#### TO DO:
Retype exactly the lines from the line with "Where can you spot the ceiling beam?" to the end of the data, keeping both boundary lines.
▼
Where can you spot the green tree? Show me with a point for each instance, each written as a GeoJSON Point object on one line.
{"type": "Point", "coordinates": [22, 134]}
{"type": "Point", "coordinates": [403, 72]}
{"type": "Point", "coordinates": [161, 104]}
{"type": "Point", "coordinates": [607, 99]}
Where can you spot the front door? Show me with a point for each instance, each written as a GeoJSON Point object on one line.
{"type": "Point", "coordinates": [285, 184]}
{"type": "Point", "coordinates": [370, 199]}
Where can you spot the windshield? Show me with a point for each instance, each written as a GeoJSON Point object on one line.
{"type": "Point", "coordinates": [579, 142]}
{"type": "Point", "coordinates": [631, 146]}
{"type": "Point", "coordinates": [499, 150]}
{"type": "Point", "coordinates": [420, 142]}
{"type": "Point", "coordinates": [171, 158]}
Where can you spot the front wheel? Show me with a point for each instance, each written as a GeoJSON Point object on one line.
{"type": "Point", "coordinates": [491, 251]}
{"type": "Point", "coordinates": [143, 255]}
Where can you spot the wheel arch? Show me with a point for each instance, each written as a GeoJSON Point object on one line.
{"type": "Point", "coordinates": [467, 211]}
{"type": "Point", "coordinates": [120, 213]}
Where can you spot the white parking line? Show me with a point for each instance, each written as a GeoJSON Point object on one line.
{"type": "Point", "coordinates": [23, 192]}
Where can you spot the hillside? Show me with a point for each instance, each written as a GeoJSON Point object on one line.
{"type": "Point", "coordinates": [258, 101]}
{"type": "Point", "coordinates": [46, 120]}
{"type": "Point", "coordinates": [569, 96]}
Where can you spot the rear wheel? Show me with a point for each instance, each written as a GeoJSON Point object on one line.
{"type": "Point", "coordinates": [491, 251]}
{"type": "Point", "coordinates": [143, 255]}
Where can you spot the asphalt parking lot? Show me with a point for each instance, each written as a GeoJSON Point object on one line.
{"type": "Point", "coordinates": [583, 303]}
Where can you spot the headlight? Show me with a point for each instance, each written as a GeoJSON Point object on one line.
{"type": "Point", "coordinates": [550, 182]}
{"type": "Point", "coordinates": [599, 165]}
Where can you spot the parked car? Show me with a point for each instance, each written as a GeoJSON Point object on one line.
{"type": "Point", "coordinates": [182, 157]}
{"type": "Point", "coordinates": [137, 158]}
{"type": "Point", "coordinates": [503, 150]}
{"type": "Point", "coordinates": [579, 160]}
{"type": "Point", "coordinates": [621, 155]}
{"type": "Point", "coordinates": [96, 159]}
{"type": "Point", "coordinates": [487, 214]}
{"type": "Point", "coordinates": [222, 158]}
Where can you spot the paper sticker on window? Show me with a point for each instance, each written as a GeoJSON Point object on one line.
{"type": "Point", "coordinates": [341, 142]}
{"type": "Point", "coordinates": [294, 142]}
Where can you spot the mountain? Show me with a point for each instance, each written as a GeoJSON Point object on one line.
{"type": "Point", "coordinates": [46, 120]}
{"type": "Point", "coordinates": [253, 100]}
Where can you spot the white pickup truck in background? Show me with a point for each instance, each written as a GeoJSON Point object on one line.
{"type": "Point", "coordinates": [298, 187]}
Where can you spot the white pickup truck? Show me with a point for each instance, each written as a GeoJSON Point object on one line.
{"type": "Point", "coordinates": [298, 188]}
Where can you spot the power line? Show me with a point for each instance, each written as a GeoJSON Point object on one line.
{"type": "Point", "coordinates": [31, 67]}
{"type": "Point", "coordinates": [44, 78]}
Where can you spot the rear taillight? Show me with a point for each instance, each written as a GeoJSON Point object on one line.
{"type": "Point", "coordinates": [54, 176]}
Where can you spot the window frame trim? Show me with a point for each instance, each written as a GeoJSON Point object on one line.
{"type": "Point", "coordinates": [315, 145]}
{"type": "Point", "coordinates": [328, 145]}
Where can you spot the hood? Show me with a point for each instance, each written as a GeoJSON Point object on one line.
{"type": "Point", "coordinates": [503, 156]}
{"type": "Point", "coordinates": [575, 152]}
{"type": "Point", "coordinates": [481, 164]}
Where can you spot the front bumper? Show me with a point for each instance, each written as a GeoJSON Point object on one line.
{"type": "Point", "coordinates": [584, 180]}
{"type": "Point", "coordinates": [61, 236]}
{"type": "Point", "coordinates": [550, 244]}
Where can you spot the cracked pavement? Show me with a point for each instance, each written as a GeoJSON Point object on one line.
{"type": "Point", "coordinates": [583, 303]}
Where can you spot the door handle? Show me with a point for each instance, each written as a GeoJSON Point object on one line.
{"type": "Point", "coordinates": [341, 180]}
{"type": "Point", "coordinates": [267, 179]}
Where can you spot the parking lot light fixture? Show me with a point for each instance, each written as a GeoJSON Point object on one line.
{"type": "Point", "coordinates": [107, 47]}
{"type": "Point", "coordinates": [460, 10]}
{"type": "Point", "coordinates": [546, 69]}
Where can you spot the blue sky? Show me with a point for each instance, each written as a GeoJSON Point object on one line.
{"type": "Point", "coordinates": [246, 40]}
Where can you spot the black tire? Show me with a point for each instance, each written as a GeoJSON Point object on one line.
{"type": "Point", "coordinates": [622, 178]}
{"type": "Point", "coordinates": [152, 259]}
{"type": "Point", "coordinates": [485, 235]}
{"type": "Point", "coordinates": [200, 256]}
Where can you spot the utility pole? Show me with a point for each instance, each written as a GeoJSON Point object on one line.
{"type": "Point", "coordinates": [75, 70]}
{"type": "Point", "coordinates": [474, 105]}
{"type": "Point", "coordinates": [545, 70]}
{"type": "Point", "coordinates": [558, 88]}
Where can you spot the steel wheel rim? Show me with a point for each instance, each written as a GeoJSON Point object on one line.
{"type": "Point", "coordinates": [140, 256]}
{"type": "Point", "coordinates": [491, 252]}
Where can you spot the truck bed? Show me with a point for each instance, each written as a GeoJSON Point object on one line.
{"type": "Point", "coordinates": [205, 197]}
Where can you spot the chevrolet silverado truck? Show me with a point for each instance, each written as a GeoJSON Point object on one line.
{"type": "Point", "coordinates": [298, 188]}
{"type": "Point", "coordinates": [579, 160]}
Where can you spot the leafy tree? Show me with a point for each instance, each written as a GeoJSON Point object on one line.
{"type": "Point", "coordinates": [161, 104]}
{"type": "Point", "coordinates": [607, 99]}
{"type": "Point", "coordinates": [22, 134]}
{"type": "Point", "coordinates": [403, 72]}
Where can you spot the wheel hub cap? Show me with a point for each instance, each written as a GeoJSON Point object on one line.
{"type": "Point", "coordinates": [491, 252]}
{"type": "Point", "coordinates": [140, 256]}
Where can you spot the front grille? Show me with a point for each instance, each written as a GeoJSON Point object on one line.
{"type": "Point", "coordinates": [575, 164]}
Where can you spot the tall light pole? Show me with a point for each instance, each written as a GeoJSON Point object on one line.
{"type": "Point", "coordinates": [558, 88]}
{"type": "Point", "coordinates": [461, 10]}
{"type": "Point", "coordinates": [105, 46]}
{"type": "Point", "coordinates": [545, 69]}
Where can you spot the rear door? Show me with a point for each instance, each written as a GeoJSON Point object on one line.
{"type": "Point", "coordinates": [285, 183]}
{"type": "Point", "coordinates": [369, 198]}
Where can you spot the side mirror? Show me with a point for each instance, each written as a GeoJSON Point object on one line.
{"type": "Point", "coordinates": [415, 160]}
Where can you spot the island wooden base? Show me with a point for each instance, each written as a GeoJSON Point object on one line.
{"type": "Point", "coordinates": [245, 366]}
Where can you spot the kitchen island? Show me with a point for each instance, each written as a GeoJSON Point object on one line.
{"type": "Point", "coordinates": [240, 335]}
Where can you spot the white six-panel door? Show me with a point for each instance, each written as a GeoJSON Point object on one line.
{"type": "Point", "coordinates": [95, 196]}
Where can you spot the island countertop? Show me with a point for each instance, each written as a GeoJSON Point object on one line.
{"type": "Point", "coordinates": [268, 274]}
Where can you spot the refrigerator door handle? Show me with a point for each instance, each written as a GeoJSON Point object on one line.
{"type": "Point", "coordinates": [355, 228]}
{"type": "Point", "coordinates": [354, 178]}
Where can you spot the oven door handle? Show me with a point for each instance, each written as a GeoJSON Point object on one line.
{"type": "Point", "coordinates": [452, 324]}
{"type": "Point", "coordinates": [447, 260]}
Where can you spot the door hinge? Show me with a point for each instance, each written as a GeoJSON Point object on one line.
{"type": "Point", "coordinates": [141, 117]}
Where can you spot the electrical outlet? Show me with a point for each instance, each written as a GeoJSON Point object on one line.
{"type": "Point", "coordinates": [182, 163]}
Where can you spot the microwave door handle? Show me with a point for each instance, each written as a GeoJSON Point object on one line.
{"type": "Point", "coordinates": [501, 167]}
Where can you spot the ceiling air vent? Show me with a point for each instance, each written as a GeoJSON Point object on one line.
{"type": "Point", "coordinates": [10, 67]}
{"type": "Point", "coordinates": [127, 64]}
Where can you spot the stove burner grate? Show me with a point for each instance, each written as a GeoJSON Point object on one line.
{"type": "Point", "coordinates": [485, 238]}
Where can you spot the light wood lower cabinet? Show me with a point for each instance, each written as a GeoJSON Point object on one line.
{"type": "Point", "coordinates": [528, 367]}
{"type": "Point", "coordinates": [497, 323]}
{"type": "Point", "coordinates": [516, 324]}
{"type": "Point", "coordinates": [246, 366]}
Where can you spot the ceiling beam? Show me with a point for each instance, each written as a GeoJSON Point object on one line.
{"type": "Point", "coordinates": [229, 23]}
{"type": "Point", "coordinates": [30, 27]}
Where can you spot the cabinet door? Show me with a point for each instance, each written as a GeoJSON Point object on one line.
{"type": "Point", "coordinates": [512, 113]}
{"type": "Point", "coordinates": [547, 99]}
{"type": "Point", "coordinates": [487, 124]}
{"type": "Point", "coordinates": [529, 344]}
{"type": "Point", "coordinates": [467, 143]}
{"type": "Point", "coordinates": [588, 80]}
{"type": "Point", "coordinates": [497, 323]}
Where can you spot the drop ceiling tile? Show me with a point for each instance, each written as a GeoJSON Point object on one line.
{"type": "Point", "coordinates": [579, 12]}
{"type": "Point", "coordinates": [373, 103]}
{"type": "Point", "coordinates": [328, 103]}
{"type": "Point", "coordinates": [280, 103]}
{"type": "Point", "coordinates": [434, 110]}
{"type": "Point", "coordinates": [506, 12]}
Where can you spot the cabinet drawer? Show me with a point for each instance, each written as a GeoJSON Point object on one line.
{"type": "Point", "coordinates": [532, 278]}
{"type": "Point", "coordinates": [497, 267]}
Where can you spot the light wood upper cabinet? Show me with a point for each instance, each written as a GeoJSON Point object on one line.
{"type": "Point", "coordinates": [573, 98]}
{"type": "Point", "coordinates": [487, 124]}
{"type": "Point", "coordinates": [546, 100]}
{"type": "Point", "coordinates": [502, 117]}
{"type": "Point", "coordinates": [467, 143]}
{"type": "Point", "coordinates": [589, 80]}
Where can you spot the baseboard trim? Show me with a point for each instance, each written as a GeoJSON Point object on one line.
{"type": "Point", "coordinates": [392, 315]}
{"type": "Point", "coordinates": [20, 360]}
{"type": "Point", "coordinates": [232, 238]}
▲
#### WRITTEN RESPONSE:
Where can you spot the ceiling beam? Show me with a point for each instance, each written as a GeoJSON Point object on one line.
{"type": "Point", "coordinates": [229, 23]}
{"type": "Point", "coordinates": [30, 27]}
Where can you spot the cabinet door? Show me with a point for each instance, each written as a GeoJSON Point object on one line.
{"type": "Point", "coordinates": [512, 113]}
{"type": "Point", "coordinates": [547, 99]}
{"type": "Point", "coordinates": [487, 124]}
{"type": "Point", "coordinates": [529, 344]}
{"type": "Point", "coordinates": [467, 143]}
{"type": "Point", "coordinates": [588, 80]}
{"type": "Point", "coordinates": [497, 323]}
Where can you spot the drop ceiling tile? Show me with a point for each instance, each written as a GeoJSON Point object on one line.
{"type": "Point", "coordinates": [579, 12]}
{"type": "Point", "coordinates": [373, 103]}
{"type": "Point", "coordinates": [328, 103]}
{"type": "Point", "coordinates": [280, 103]}
{"type": "Point", "coordinates": [434, 110]}
{"type": "Point", "coordinates": [506, 12]}
Where can you spot the cabinet drawer? Show me with a point for each instance, each written as a GeoJSON Point object on one line.
{"type": "Point", "coordinates": [532, 278]}
{"type": "Point", "coordinates": [497, 267]}
Where can you spot the light wood upper cabinet? Show me with a point for each instance, each written as a GeoJSON Point object on one line.
{"type": "Point", "coordinates": [573, 98]}
{"type": "Point", "coordinates": [487, 124]}
{"type": "Point", "coordinates": [546, 100]}
{"type": "Point", "coordinates": [502, 117]}
{"type": "Point", "coordinates": [467, 143]}
{"type": "Point", "coordinates": [589, 80]}
Where can you spot the baseboard trim? Show me with a point for each instance, each written as a GeoJSON Point object on one line.
{"type": "Point", "coordinates": [392, 315]}
{"type": "Point", "coordinates": [20, 360]}
{"type": "Point", "coordinates": [232, 238]}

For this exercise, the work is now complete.